== SET PROBLEM ==
Turn the records below, from the line containing "of the parked" through the end of the records, into a JSON list of strings with one string per line and blank lines omitted.

Stored records
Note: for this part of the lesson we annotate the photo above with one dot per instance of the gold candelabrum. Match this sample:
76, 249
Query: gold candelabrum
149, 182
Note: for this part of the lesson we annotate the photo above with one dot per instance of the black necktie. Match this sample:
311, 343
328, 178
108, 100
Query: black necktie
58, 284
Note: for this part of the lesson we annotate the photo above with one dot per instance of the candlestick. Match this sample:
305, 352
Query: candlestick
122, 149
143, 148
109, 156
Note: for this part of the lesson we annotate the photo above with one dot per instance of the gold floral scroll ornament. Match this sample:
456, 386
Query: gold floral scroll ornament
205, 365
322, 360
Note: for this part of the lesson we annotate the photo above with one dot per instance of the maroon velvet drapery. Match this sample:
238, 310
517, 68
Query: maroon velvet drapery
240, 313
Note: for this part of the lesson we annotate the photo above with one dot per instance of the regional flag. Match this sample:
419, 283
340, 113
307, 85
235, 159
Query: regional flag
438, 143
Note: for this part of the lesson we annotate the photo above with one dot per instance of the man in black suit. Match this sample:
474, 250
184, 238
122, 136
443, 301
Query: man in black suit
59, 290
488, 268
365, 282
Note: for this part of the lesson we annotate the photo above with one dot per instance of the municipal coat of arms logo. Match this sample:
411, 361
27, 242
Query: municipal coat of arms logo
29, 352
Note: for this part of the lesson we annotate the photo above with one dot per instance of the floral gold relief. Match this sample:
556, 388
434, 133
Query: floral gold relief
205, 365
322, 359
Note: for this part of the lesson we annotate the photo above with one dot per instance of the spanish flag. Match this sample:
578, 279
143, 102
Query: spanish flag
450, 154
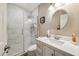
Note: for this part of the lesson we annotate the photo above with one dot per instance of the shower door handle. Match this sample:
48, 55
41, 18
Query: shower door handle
22, 31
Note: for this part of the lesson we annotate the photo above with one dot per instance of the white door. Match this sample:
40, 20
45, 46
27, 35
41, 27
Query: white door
15, 27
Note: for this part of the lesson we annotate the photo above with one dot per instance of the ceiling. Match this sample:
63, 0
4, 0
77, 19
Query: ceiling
28, 6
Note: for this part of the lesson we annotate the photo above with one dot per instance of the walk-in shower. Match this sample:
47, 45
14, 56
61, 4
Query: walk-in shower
21, 28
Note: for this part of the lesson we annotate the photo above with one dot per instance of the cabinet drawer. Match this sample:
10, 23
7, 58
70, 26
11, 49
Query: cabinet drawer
58, 54
48, 51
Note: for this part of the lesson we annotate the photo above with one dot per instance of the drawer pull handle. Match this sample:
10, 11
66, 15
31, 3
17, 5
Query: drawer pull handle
52, 54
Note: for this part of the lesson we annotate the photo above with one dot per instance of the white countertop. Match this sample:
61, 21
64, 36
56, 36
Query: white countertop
67, 46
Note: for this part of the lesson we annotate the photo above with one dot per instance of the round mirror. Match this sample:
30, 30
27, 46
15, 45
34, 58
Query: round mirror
59, 19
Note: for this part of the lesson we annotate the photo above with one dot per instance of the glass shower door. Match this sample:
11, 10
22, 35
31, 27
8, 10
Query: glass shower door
15, 30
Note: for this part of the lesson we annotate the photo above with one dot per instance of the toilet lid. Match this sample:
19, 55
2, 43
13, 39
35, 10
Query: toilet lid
32, 47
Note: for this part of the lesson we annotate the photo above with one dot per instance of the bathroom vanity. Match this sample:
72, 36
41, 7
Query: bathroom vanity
51, 47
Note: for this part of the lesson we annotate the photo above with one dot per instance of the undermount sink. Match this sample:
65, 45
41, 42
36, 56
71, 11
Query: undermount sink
55, 41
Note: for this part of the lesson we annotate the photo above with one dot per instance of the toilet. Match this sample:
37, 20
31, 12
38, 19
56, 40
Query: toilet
31, 51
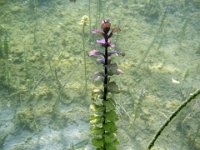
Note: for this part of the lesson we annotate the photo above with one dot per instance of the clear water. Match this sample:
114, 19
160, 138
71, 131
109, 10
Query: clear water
43, 101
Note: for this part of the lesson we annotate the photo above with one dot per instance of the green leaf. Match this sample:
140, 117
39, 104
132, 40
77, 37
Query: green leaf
109, 137
111, 146
110, 105
110, 127
113, 88
97, 131
98, 142
97, 108
111, 116
96, 119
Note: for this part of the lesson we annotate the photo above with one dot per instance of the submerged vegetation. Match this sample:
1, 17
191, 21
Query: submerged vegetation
44, 73
104, 116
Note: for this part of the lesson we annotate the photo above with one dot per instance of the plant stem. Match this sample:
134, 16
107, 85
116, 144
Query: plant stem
85, 65
105, 86
193, 96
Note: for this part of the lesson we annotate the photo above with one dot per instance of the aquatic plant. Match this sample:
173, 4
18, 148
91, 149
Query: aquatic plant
84, 22
4, 61
104, 116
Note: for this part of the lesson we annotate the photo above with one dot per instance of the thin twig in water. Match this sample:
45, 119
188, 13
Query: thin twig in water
193, 96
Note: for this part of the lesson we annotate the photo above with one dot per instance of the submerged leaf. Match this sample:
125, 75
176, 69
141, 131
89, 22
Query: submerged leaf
113, 88
113, 69
96, 119
112, 146
102, 60
94, 53
97, 131
109, 138
96, 108
110, 127
110, 104
97, 142
111, 116
98, 76
116, 52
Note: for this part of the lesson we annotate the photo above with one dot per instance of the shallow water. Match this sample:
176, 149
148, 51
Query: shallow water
44, 103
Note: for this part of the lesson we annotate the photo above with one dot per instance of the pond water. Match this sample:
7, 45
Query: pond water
46, 78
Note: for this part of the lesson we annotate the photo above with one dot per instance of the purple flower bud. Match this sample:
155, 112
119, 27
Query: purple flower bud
98, 31
105, 26
94, 53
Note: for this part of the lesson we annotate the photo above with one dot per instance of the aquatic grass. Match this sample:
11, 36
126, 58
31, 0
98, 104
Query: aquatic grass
103, 118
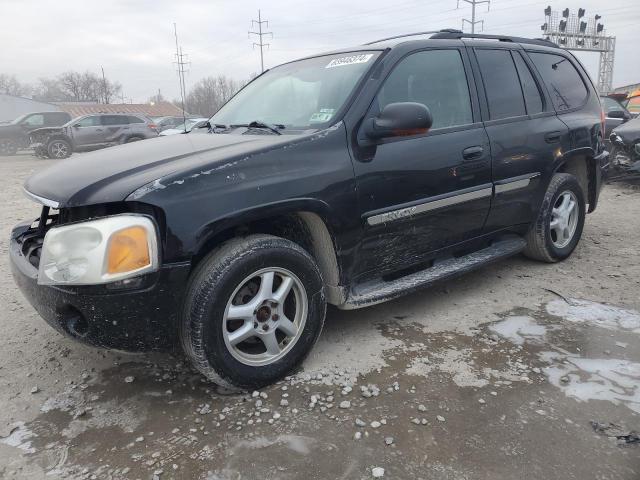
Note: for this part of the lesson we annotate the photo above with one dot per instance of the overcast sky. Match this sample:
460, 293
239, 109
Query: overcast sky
133, 39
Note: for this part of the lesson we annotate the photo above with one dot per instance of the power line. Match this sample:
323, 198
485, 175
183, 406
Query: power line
260, 34
181, 71
473, 20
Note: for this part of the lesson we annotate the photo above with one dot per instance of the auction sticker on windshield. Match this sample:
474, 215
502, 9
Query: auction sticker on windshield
324, 115
339, 62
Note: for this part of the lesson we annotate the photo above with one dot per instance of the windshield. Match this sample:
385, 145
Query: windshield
303, 94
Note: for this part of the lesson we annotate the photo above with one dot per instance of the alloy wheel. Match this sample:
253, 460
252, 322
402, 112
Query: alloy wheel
564, 219
265, 316
59, 149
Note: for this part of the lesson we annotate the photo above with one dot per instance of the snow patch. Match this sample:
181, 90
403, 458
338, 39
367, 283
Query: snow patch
584, 379
20, 438
518, 329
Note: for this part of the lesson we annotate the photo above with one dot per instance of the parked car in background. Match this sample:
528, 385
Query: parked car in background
625, 147
165, 123
185, 127
91, 132
15, 135
349, 178
615, 114
632, 103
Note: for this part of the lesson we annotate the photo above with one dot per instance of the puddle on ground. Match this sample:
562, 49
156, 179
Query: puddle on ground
583, 379
580, 377
598, 314
140, 418
518, 329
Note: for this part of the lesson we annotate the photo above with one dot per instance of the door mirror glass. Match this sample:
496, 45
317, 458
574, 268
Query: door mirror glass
399, 119
617, 114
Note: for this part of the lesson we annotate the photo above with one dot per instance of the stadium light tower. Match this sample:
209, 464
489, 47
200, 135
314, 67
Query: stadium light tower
577, 32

== PROBLEM SOLUTION ==
[
  "Note: for this part of the lesson we annotate the photo above with one dot per instance of the parked car in background. Match this sample:",
  "528, 385",
  "Query: parked car in background",
  "625, 147",
  "165, 123",
  "185, 127",
  "91, 132",
  "15, 135",
  "349, 178",
  "615, 114",
  "632, 103",
  "Note: for this part of the lesson we annotate the photo above with one dot per instance of the puddle on ground. Match this sample:",
  "562, 49",
  "156, 179",
  "Query: puddle on ground",
  "583, 379",
  "580, 377",
  "598, 314",
  "140, 418",
  "518, 329",
  "Note: for this part of the lesson we annotate the photo above with one dot per instance of the door mirror glass. Match this sample:",
  "496, 45",
  "317, 458",
  "574, 268",
  "Query: door mirror glass",
  "399, 119",
  "617, 114",
  "Note: for this part of the lesson we annotate the photo above with one dot per instance of the stadium light tower. Match this sample:",
  "209, 464",
  "489, 47",
  "200, 135",
  "314, 67",
  "Query: stadium light tower",
  "577, 32"
]